** start Exercise input **

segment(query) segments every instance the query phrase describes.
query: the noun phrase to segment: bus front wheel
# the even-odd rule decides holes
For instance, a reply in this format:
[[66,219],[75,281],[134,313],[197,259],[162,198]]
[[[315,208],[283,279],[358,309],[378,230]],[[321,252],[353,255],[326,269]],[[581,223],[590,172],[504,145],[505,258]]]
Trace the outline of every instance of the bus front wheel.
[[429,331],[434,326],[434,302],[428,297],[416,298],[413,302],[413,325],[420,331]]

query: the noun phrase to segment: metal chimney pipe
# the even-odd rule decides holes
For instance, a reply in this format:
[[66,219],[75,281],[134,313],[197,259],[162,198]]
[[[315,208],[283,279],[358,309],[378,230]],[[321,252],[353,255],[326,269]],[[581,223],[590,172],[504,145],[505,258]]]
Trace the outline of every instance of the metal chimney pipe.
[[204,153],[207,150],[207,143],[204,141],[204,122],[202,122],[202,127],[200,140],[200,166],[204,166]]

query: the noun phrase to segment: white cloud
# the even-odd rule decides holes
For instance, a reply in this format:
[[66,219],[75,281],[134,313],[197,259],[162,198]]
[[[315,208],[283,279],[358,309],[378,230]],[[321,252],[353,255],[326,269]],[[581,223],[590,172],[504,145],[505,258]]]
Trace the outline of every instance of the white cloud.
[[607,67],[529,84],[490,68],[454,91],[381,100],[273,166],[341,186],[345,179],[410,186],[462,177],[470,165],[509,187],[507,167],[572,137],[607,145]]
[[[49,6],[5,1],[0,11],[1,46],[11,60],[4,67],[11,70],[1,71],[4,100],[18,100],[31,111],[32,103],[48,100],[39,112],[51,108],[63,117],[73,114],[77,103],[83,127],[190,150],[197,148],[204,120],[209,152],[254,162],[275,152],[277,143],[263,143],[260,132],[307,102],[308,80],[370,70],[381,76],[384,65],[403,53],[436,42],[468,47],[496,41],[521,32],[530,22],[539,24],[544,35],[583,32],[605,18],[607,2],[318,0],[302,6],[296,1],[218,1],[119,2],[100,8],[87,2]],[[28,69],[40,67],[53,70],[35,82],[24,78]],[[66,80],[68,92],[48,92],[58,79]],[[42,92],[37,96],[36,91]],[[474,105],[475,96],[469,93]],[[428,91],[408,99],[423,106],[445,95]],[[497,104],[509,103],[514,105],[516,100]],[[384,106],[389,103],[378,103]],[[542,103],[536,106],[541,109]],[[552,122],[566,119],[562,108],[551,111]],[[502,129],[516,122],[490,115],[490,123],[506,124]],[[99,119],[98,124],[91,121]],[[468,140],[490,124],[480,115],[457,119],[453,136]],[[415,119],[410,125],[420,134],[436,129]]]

** end Exercise input **

Put every line of the material above into a JSON list of strings, one string per line, and leave out the blank lines.

_Response_
[
  "segment(query) segments every instance the query phrase describes.",
  "query: the noun phrase to segment: bus front wheel",
  "# the even-odd rule decides holes",
  "For instance, a reply in this format:",
  "[[66,219],[75,281],[134,313],[197,259],[162,198]]",
  "[[[315,208],[283,279],[358,309],[378,230]],[[321,252],[353,255],[326,269]],[[581,223],[590,172],[504,145],[505,258]]]",
  "Trace the outline of every instance of the bus front wheel.",
  "[[429,331],[434,326],[434,302],[428,297],[416,298],[413,302],[413,325],[420,331]]",
  "query: the noun phrase to segment: metal chimney pipe",
  "# the even-odd rule decides holes",
  "For instance, a reply in this format:",
  "[[66,219],[75,281],[134,313],[197,259],[162,198]]",
  "[[[315,208],[283,279],[358,309],[378,230]],[[321,252],[353,255],[326,269]],[[581,223],[590,172],[504,145],[505,258]]]",
  "Trace the outline of every instance of the metal chimney pipe.",
  "[[204,153],[207,150],[207,143],[204,141],[204,122],[202,122],[202,127],[200,140],[200,166],[204,166]]",
  "query: the noun phrase to segment: white cloud",
  "# the even-odd rule decides holes",
  "For instance, a reply in this format:",
  "[[66,219],[75,281],[134,313],[197,259],[162,198]]",
  "[[[315,208],[283,279],[358,309],[378,230]],[[321,252],[353,255],[326,269]],[[581,223],[590,172],[504,145],[505,258]]]",
  "Trace the outline of every instance of the white cloud.",
  "[[607,67],[529,84],[490,68],[454,91],[381,100],[273,166],[341,186],[345,179],[410,186],[462,177],[470,165],[509,187],[507,167],[572,137],[607,145]]",
  "[[[49,6],[5,1],[0,11],[1,46],[11,60],[4,67],[11,70],[1,71],[4,100],[18,100],[31,111],[32,103],[48,100],[39,112],[51,108],[63,117],[73,114],[77,103],[83,127],[190,150],[197,148],[204,120],[209,152],[254,162],[275,152],[277,143],[263,143],[260,132],[307,102],[308,80],[370,70],[381,76],[384,65],[403,53],[436,42],[468,47],[496,41],[521,32],[530,22],[539,24],[544,35],[583,32],[605,18],[607,2],[318,0],[302,6],[296,1],[218,1],[119,2],[100,8],[87,2]],[[28,69],[40,67],[53,70],[35,82],[24,78]],[[66,80],[68,92],[48,92],[58,79]],[[42,92],[37,96],[36,91]],[[474,105],[475,96],[469,93]],[[428,91],[408,99],[423,106],[445,95]],[[497,104],[509,103],[514,105],[516,100]],[[384,106],[389,103],[378,103]],[[542,103],[536,106],[541,109]],[[552,122],[566,119],[562,108],[551,111]],[[502,129],[516,122],[490,115],[490,123],[506,124]],[[99,119],[98,124],[91,121]],[[468,140],[490,124],[480,115],[457,119],[453,136]],[[415,119],[410,125],[420,134],[436,129]]]"
]